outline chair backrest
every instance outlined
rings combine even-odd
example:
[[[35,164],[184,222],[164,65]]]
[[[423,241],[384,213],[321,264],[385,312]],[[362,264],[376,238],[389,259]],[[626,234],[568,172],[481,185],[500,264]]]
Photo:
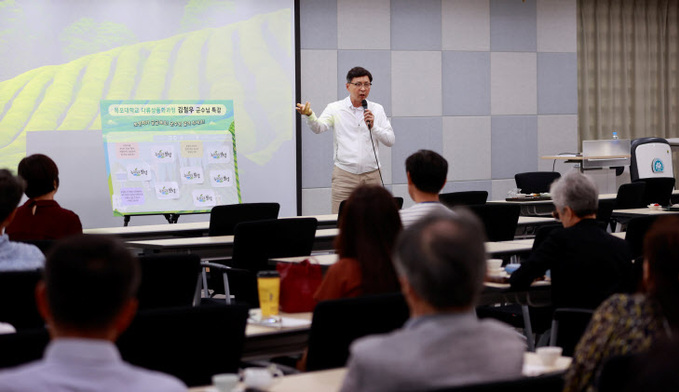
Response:
[[[672,204],[672,191],[674,190],[674,178],[660,177],[637,180],[645,184],[642,206],[658,203],[663,206]]]
[[[232,266],[251,271],[275,269],[274,257],[309,256],[316,239],[316,218],[286,218],[236,225]]]
[[[35,285],[40,270],[0,272],[0,321],[17,330],[45,325],[35,304]]]
[[[140,256],[139,309],[192,306],[200,278],[197,254]]]
[[[42,358],[50,336],[44,327],[0,334],[0,369],[12,368]]]
[[[307,370],[344,366],[354,340],[400,328],[409,314],[400,293],[320,302],[311,321]]]
[[[488,241],[510,241],[514,239],[519,224],[521,206],[516,204],[472,205],[475,213],[486,229]]]
[[[535,239],[533,240],[532,251],[535,252],[536,249],[542,245],[542,243],[549,237],[552,231],[562,228],[561,223],[549,223],[546,225],[541,225],[535,232]]]
[[[630,221],[627,223],[625,241],[627,241],[627,244],[629,245],[633,259],[643,255],[644,237],[646,236],[648,229],[651,228],[651,225],[657,218],[657,215],[640,216],[630,219]]]
[[[646,190],[646,183],[644,181],[630,182],[629,184],[622,184],[618,188],[618,194],[615,196],[614,210],[622,210],[625,208],[643,208],[644,191]]]
[[[592,319],[592,309],[557,308],[552,316],[550,346],[563,348],[562,355],[572,357],[575,346]]]
[[[240,305],[142,311],[117,345],[133,365],[208,385],[214,374],[238,372],[247,317]]]
[[[231,267],[237,270],[227,273],[229,288],[236,301],[258,307],[257,272],[275,269],[269,264],[269,259],[275,257],[309,256],[317,225],[316,218],[239,223],[231,259]]]
[[[615,208],[615,200],[599,199],[599,206],[596,211],[596,220],[600,222],[604,230],[608,227],[613,216],[613,209]]]
[[[521,193],[547,193],[549,186],[559,177],[561,177],[559,172],[524,172],[515,174],[514,181],[516,187],[521,189]]]
[[[278,218],[278,203],[242,203],[212,207],[208,235],[233,235],[241,222]]]
[[[439,201],[448,207],[486,204],[486,200],[488,200],[487,191],[464,191],[439,194]]]
[[[629,171],[633,182],[647,178],[674,178],[672,149],[666,139],[659,137],[634,139],[631,148]]]
[[[403,198],[400,196],[394,196],[394,202],[396,203],[396,206],[400,210],[403,208]],[[337,209],[337,227],[339,227],[340,220],[342,219],[342,210],[344,210],[344,204],[346,203],[346,200],[342,200],[339,204],[339,208]]]
[[[559,373],[515,380],[494,381],[459,387],[436,389],[436,392],[559,392],[563,389],[563,376]]]

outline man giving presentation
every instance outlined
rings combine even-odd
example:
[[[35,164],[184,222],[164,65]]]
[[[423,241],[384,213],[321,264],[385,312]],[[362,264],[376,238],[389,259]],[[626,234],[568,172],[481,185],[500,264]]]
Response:
[[[333,129],[335,167],[332,171],[332,212],[337,213],[342,200],[360,184],[382,184],[379,171],[379,144],[394,145],[394,130],[382,105],[369,102],[373,77],[362,67],[347,73],[349,96],[329,104],[320,117],[311,110],[309,102],[298,103],[297,111],[304,117],[311,131]]]

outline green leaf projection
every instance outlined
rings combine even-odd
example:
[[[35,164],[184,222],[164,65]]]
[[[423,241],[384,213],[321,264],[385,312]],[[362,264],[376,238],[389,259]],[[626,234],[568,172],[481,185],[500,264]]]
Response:
[[[186,9],[196,13],[201,3],[189,2]],[[224,3],[228,11],[232,2]],[[0,26],[1,46],[16,35],[12,29],[21,26],[23,14],[15,2],[0,7],[8,11],[0,16],[7,22]],[[199,25],[199,15],[192,18],[181,28]],[[66,55],[77,58],[0,82],[0,167],[16,168],[26,154],[27,132],[100,130],[102,100],[223,99],[234,102],[239,155],[265,165],[294,138],[291,21],[291,10],[282,9],[127,44],[135,35],[125,26],[77,19],[55,32],[69,43]],[[118,46],[108,49],[112,45]],[[7,58],[5,49],[0,53]],[[83,55],[92,50],[102,51]]]

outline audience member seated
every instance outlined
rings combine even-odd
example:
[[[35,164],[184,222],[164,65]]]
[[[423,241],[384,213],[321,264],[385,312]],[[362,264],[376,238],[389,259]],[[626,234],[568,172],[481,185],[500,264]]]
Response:
[[[325,274],[316,301],[398,291],[391,263],[401,220],[394,198],[381,186],[356,188],[344,206],[335,251],[339,261]]]
[[[406,159],[408,194],[415,204],[400,211],[403,227],[432,211],[450,211],[439,202],[447,175],[448,162],[434,151],[419,150]]]
[[[351,346],[343,392],[424,391],[521,376],[525,345],[496,320],[479,320],[486,252],[470,212],[432,213],[406,228],[394,263],[411,318],[401,330]]]
[[[12,241],[58,240],[82,234],[80,218],[61,208],[54,200],[59,188],[59,169],[43,154],[28,156],[19,162],[19,177],[26,182],[26,203],[17,209],[14,221],[7,227]]]
[[[551,270],[553,306],[586,309],[631,291],[629,247],[597,224],[594,183],[574,170],[552,183],[550,194],[563,228],[552,230],[511,275],[512,288],[526,289]]]
[[[564,391],[596,391],[609,358],[679,336],[679,217],[658,218],[649,229],[643,269],[643,293],[613,295],[594,312],[575,348]]]
[[[9,170],[0,170],[0,271],[20,271],[42,268],[45,262],[40,249],[29,244],[12,242],[5,228],[16,215],[23,186]]]
[[[62,241],[36,288],[52,341],[42,360],[0,372],[0,390],[186,391],[172,376],[123,362],[114,344],[137,310],[137,260],[111,238]]]

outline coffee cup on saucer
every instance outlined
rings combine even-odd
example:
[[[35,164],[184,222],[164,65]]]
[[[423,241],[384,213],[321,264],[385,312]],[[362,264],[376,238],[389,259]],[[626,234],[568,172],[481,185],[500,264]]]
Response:
[[[238,386],[239,379],[233,373],[215,374],[212,376],[212,385],[217,392],[232,392]]]
[[[496,272],[502,270],[502,259],[488,259],[486,261],[488,272]]]
[[[283,372],[275,366],[249,367],[243,370],[243,384],[248,388],[267,389],[283,377]]]
[[[559,359],[563,349],[556,346],[538,347],[535,353],[540,358],[543,365],[547,367],[552,367],[556,364],[556,360]]]

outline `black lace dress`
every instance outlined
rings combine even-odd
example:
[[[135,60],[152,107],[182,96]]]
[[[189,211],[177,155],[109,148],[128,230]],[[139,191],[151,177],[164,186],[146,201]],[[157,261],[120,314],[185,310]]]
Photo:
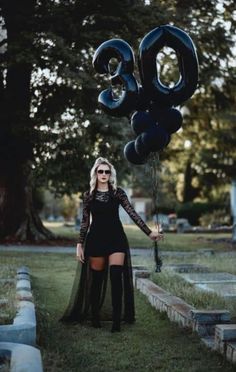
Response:
[[[114,252],[125,253],[123,270],[123,319],[135,320],[132,266],[127,237],[119,218],[119,206],[122,206],[138,227],[149,235],[151,230],[136,213],[123,189],[95,191],[92,195],[87,191],[83,199],[83,218],[81,222],[79,243],[84,246],[85,263],[78,264],[69,305],[62,321],[79,321],[90,318],[91,271],[89,257],[106,258],[106,270],[102,295],[100,298],[101,319],[111,319],[111,300],[108,278],[108,256]],[[90,223],[90,216],[92,222]]]
[[[120,205],[144,233],[150,234],[151,230],[135,212],[126,193],[121,188],[115,192],[111,190],[96,191],[92,199],[86,193],[79,238],[79,243],[84,244],[85,242],[86,256],[109,256],[114,252],[126,253],[129,249],[127,237],[119,218]],[[90,214],[92,216],[91,225]]]

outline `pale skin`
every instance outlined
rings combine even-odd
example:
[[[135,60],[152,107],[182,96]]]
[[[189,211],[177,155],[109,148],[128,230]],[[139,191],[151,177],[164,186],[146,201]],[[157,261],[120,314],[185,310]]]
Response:
[[[97,172],[97,189],[100,191],[108,191],[108,182],[110,174],[106,174],[105,171],[110,171],[110,167],[106,164],[101,164],[98,166],[97,171],[101,170],[103,173]],[[158,230],[153,230],[149,235],[151,240],[161,240],[163,239],[163,234],[160,234]],[[81,263],[84,263],[84,250],[81,243],[77,244],[76,247],[76,259]],[[109,256],[109,265],[124,265],[125,254],[124,253],[113,253]],[[104,270],[105,268],[105,257],[89,257],[90,267],[93,270]]]

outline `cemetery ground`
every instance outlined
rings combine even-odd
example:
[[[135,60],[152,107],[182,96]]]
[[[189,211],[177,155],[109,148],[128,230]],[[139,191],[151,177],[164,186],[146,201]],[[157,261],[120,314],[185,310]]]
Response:
[[[54,232],[64,236],[62,226]],[[61,231],[59,231],[61,229]],[[65,227],[67,237],[75,242],[78,232]],[[234,301],[196,290],[175,273],[165,270],[168,264],[195,263],[212,270],[236,274],[235,258],[217,254],[199,254],[202,248],[227,253],[232,250],[230,235],[165,234],[160,251],[185,251],[190,256],[163,256],[162,273],[154,272],[152,242],[135,226],[127,227],[131,247],[146,247],[145,256],[133,256],[134,265],[152,269],[152,280],[190,305],[204,309],[228,309],[235,317]],[[68,240],[69,242],[69,240]],[[139,244],[138,244],[139,243]],[[20,248],[20,247],[19,247]],[[0,252],[1,267],[30,268],[36,316],[38,347],[44,370],[60,371],[235,371],[235,366],[207,349],[198,335],[181,329],[157,312],[146,298],[135,291],[136,323],[122,325],[122,332],[111,334],[109,322],[102,329],[90,324],[64,325],[58,322],[69,300],[77,262],[70,253]]]
[[[65,225],[63,222],[44,222],[44,225],[51,230],[56,236],[62,239],[62,244],[76,243],[78,240],[78,231],[73,224]],[[154,228],[152,223],[148,226]],[[151,246],[150,239],[136,226],[124,225],[125,232],[128,236],[130,247],[147,248]],[[165,239],[161,243],[162,250],[174,251],[194,251],[196,249],[208,248],[215,250],[231,250],[231,234],[199,234],[199,233],[165,233]]]
[[[135,263],[135,260],[134,260]],[[1,264],[27,265],[38,319],[38,346],[45,371],[234,371],[197,335],[169,322],[136,291],[136,323],[111,334],[111,324],[58,322],[68,302],[76,268],[71,254],[1,252]]]

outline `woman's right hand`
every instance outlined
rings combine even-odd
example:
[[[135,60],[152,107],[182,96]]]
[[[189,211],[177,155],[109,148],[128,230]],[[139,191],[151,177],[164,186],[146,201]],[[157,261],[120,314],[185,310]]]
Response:
[[[153,230],[151,233],[148,235],[151,240],[154,241],[159,241],[164,239],[164,235],[162,232],[159,232],[158,230]]]
[[[76,258],[81,263],[84,263],[84,250],[83,250],[83,246],[81,243],[78,243],[76,246]]]

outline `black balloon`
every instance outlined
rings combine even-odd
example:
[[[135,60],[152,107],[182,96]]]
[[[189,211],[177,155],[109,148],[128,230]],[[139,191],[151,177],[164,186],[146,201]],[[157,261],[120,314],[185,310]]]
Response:
[[[181,128],[182,122],[183,117],[181,112],[175,108],[171,108],[166,112],[163,122],[161,120],[158,123],[162,125],[168,133],[172,134]]]
[[[156,58],[164,47],[174,49],[178,58],[180,78],[174,87],[160,81]],[[115,71],[111,59],[117,60]],[[174,108],[194,93],[198,82],[198,60],[195,46],[186,32],[163,25],[149,32],[139,47],[138,85],[134,71],[134,54],[128,43],[121,39],[105,41],[96,50],[93,65],[99,74],[110,74],[111,85],[102,91],[98,101],[112,116],[131,117],[131,126],[137,138],[124,148],[125,158],[132,164],[144,164],[150,152],[162,150],[171,140],[171,134],[182,125],[182,115]]]
[[[169,141],[169,135],[159,125],[155,125],[148,130],[148,132],[141,134],[142,142],[145,148],[149,149],[150,152],[156,152],[162,150]]]
[[[111,58],[118,60],[116,71],[109,68]],[[102,91],[98,97],[102,109],[112,116],[127,116],[134,111],[138,102],[138,84],[133,76],[134,55],[126,41],[111,39],[102,43],[93,57],[95,70],[100,74],[111,73],[113,89],[116,85],[123,86],[119,98],[114,98],[112,87]]]
[[[118,99],[114,98],[112,88],[103,90],[98,97],[104,112],[111,116],[128,116],[137,102],[137,84],[129,75],[121,77],[124,90]]]
[[[176,108],[162,109],[157,104],[151,104],[150,115],[170,134],[177,132],[182,126],[183,117]]]
[[[143,134],[140,134],[134,143],[135,151],[141,157],[146,157],[150,154],[150,146],[143,141]]]
[[[144,164],[147,159],[137,154],[135,150],[135,141],[130,141],[125,145],[124,156],[132,164],[141,165]]]
[[[167,141],[166,141],[165,147],[169,145],[170,141],[171,141],[171,135],[167,133]]]
[[[136,111],[131,117],[131,127],[136,134],[147,131],[155,121],[146,111]]]
[[[180,79],[170,88],[161,83],[157,75],[156,56],[168,46],[175,50]],[[177,106],[194,93],[198,82],[198,60],[195,46],[186,32],[164,25],[150,31],[139,47],[139,71],[142,86],[149,100],[164,106]]]
[[[133,73],[134,54],[131,46],[122,39],[111,39],[102,43],[94,53],[93,66],[99,74],[110,73],[109,62],[116,58],[120,62],[120,73]]]
[[[149,99],[145,94],[143,87],[140,85],[138,87],[138,100],[135,109],[137,111],[145,111],[149,106]]]
[[[150,105],[149,105],[149,113],[150,113],[151,117],[153,118],[153,120],[158,121],[158,119],[162,115],[163,111],[165,112],[166,110],[168,110],[168,108],[169,107],[164,107],[163,108],[162,105],[160,106],[156,102],[151,102]]]

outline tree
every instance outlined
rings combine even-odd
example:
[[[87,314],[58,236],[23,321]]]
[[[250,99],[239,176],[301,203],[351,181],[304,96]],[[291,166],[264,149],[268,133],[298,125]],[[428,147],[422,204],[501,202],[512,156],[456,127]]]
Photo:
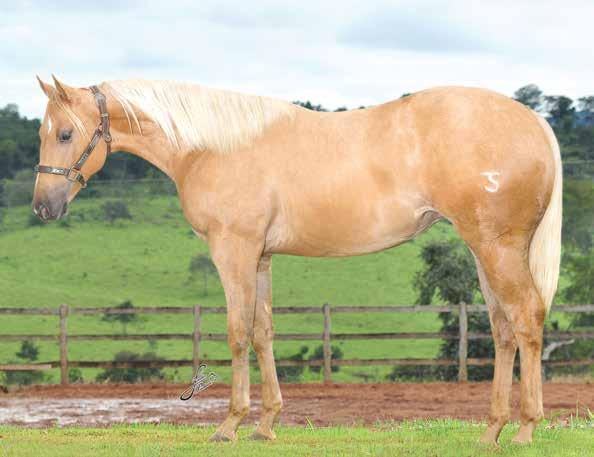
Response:
[[[578,98],[578,108],[580,111],[594,111],[594,95]]]
[[[130,300],[126,300],[125,302],[120,303],[116,306],[117,309],[127,309],[133,310],[134,304]],[[135,322],[138,320],[138,315],[136,313],[124,313],[124,314],[112,314],[112,313],[105,313],[102,318],[105,322],[119,322],[122,324],[122,333],[126,335],[126,330],[128,324],[130,322]]]
[[[565,258],[565,267],[570,284],[563,291],[563,297],[568,303],[594,303],[594,250],[588,254],[575,254]],[[578,313],[576,318],[588,316],[587,313]],[[594,320],[590,316],[590,326]]]
[[[536,84],[528,84],[514,92],[514,100],[523,103],[528,108],[538,111],[542,106],[542,91]]]
[[[216,272],[217,268],[207,254],[198,254],[190,260],[190,275],[194,276],[196,273],[202,273],[203,296],[208,295],[208,276],[214,275]]]
[[[563,135],[569,134],[575,114],[573,100],[565,95],[547,95],[544,100],[553,127]]]
[[[0,108],[0,179],[37,163],[40,125],[39,119],[21,117],[15,104]]]
[[[585,254],[592,249],[594,245],[592,208],[594,208],[594,192],[591,181],[567,179],[563,182],[562,230],[563,248],[566,253],[577,250]]]
[[[35,174],[33,169],[19,170],[13,179],[6,179],[3,185],[2,206],[30,205],[33,200]]]
[[[309,100],[307,100],[306,102],[301,102],[299,100],[296,100],[296,101],[293,102],[293,104],[294,105],[297,105],[297,106],[301,106],[301,107],[306,108],[306,109],[311,110],[311,111],[328,111],[322,105],[314,105]]]
[[[569,277],[570,284],[562,296],[567,303],[592,303],[594,302],[594,250],[588,253],[577,253],[564,256],[564,270]],[[555,322],[555,324],[557,324]],[[568,329],[570,331],[592,331],[594,329],[594,313],[576,313],[571,318]],[[575,339],[559,345],[553,352],[551,359],[578,360],[591,359],[594,354],[594,341]],[[548,368],[547,372],[554,370],[559,374],[580,375],[590,372],[588,366],[567,366]]]

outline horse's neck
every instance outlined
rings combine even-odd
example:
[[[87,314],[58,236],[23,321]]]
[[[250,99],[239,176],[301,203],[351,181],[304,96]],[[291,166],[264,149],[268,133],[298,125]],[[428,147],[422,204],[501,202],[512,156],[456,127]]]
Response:
[[[142,135],[117,132],[112,149],[131,153],[151,163],[172,180],[176,181],[183,167],[187,152],[174,150],[165,134],[154,124],[143,125]]]

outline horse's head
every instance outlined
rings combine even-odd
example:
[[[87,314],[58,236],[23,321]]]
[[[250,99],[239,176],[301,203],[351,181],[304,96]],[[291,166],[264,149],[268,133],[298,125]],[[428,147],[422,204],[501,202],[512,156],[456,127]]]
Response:
[[[107,117],[102,122],[100,115],[104,109],[98,109],[100,93],[69,87],[55,77],[55,87],[37,79],[48,103],[39,129],[33,212],[47,221],[66,214],[68,203],[103,167],[111,138]]]

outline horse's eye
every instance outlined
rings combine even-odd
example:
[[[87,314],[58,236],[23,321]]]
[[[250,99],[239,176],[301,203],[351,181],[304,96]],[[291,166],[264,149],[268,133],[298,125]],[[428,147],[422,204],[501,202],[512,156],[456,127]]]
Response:
[[[58,140],[60,143],[69,143],[72,140],[72,129],[69,130],[60,130],[58,134]]]

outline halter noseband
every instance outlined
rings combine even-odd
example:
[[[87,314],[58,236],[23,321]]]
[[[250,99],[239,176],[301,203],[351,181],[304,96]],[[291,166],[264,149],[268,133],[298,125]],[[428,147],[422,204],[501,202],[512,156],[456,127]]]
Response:
[[[107,112],[107,103],[105,99],[105,95],[101,93],[97,86],[89,87],[91,92],[95,96],[95,102],[97,102],[97,106],[99,107],[99,114],[101,116],[101,120],[99,125],[95,129],[95,133],[93,133],[93,138],[80,155],[78,160],[74,162],[70,168],[62,168],[62,167],[52,167],[49,165],[36,165],[34,170],[36,173],[51,173],[53,175],[62,175],[68,181],[78,182],[82,187],[87,187],[87,181],[85,180],[84,176],[82,175],[80,169],[85,164],[99,140],[103,138],[105,144],[107,145],[107,154],[111,153],[111,134],[109,133],[109,113]]]

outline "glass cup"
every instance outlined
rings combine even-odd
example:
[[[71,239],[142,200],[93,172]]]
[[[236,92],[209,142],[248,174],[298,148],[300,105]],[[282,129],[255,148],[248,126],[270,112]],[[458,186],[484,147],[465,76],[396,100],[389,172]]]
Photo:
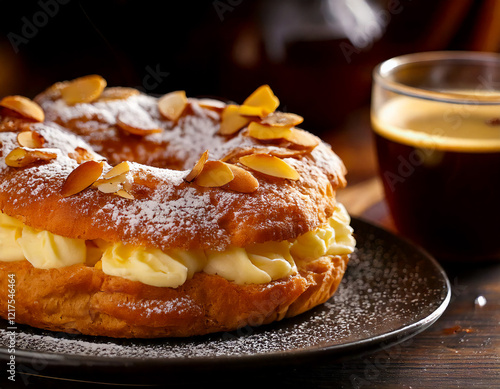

> ACTIVITY
Every line holding the word "horse" should be copied out of the material.

> ANSWER TO THIS PROBLEM
outline horse's neck
outline horse's head
outline horse's eye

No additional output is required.